:: GIVEN RECORDS ::
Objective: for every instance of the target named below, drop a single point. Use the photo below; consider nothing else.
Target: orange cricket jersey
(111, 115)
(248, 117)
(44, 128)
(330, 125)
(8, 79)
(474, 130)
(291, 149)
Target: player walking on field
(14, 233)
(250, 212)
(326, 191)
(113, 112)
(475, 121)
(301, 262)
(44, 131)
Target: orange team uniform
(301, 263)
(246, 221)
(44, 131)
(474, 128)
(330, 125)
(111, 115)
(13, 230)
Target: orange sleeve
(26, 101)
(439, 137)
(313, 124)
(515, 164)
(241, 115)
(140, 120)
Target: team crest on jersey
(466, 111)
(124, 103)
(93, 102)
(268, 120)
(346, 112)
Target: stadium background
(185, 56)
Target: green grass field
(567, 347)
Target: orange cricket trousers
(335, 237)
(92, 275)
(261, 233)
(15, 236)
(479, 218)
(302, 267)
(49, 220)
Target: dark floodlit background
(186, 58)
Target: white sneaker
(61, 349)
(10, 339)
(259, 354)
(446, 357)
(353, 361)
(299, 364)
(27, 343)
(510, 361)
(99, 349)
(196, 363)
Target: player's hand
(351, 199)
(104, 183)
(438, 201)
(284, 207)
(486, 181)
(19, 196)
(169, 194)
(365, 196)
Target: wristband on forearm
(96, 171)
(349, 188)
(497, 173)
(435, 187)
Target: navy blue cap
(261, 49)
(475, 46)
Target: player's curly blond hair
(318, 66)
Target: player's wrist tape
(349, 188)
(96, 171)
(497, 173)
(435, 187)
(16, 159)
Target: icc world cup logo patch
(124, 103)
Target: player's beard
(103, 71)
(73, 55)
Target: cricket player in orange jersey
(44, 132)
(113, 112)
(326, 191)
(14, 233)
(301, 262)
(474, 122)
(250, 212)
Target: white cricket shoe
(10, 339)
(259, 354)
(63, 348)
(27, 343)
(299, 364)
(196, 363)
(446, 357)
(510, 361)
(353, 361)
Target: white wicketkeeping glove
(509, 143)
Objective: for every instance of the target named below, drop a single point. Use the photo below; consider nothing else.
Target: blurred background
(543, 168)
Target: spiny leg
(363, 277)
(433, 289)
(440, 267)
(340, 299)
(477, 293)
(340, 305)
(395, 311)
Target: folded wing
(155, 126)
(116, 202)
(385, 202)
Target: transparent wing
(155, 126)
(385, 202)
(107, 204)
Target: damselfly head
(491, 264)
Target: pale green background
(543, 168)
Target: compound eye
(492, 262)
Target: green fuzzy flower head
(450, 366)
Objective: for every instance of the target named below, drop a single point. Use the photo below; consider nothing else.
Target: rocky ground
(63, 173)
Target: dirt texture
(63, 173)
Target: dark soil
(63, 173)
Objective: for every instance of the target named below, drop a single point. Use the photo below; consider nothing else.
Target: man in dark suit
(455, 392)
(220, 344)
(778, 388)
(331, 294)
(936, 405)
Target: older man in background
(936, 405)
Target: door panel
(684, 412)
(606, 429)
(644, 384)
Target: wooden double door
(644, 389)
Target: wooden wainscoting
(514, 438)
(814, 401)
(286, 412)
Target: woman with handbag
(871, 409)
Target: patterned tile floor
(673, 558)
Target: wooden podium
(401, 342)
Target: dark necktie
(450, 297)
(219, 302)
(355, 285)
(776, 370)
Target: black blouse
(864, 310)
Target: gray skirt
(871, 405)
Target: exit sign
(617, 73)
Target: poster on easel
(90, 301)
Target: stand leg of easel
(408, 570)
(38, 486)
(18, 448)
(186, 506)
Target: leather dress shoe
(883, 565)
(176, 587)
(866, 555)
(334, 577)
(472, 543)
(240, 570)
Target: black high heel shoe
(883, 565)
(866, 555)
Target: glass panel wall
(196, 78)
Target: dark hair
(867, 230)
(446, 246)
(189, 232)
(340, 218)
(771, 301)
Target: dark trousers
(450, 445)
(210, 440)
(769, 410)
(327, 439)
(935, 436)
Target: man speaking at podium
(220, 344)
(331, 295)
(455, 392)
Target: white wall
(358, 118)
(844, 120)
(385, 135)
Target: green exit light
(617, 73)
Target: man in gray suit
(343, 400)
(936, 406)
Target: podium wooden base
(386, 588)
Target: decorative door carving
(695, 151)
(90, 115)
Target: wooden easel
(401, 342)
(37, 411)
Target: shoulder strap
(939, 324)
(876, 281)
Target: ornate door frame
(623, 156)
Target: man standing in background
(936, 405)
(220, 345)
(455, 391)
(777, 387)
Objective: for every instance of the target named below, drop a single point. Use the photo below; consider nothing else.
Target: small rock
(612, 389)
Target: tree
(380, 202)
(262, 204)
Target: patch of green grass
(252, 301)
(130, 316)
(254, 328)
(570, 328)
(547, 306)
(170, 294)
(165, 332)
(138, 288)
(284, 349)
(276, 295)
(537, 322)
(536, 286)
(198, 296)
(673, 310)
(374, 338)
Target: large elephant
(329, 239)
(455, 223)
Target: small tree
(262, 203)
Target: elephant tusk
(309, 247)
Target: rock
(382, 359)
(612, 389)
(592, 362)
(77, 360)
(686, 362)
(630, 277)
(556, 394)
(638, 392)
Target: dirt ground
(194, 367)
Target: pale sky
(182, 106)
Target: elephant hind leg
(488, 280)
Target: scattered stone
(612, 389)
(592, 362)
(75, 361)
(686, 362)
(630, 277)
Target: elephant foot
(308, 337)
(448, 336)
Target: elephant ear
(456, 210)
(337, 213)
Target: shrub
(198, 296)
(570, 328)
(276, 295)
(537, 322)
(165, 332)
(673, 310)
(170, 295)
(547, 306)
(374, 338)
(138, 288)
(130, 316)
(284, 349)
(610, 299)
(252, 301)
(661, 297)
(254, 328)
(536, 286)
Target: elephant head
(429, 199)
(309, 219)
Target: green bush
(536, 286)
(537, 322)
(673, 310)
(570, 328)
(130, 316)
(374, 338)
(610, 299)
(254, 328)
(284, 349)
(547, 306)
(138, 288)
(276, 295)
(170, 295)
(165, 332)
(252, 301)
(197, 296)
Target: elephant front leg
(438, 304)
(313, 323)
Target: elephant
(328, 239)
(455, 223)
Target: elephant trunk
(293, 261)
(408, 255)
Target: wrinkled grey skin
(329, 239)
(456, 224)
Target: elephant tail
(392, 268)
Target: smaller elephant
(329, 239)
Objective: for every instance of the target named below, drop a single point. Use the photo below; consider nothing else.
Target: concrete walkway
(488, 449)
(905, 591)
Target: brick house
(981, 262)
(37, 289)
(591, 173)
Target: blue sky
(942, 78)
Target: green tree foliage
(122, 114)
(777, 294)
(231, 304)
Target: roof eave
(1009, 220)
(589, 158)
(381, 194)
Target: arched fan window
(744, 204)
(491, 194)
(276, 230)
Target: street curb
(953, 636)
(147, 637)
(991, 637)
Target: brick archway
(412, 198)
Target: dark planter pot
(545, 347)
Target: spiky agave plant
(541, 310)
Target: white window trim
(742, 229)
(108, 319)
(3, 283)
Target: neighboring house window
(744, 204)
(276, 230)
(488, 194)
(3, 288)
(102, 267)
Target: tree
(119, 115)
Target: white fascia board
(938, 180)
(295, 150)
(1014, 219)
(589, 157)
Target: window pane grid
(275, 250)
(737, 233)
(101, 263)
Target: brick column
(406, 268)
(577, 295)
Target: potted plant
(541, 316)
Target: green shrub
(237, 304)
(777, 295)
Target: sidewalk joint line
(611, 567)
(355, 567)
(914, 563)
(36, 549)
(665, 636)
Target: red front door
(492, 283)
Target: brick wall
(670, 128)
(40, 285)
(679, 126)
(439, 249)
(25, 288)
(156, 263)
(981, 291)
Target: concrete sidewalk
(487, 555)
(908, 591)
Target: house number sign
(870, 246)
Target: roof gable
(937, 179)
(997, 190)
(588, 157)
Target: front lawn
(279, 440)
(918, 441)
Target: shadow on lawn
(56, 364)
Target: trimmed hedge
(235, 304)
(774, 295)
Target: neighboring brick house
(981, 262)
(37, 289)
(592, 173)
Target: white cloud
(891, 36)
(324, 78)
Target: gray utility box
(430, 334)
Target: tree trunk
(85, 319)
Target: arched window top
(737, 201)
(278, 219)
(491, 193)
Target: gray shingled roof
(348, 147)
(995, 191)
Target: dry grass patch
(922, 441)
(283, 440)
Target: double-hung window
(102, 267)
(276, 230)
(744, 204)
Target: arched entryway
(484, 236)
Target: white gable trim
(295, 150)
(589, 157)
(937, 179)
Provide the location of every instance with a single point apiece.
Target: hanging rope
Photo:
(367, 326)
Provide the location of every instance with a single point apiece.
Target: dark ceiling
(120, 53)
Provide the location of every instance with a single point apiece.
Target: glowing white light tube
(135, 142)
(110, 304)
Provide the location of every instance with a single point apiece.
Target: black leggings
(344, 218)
:::
> [YOUR INSTRUCTIONS] Copy the data again, starting at the line that has "Target: gray utility box" and running through the end of the data. Swap "every instance" for "each instance" everywhere in that span and change nothing else.

> [SOLUTION TO THIS TASK]
Target: gray utility box
(430, 334)
Target: tree trunk
(85, 319)
Target: arched window top
(737, 201)
(278, 219)
(491, 193)
Target: gray shingled roof
(348, 147)
(995, 191)
Target: dry grass patch
(922, 441)
(283, 440)
Target: double-hung window
(102, 267)
(276, 230)
(744, 204)
Target: arched entryway
(484, 236)
Target: white gable trim
(295, 150)
(589, 157)
(937, 179)
Provide the location of each instance with a single point apiece.
Target: hanging rope
Photo:
(367, 326)
Provide the location of each instance with a single point apiece.
Target: dark ceiling
(120, 53)
Provide the location of each instance with a single point apiece.
Target: glowing white light tube
(135, 142)
(110, 304)
Provide the location of each instance with a single point apiece.
Target: black leggings
(344, 218)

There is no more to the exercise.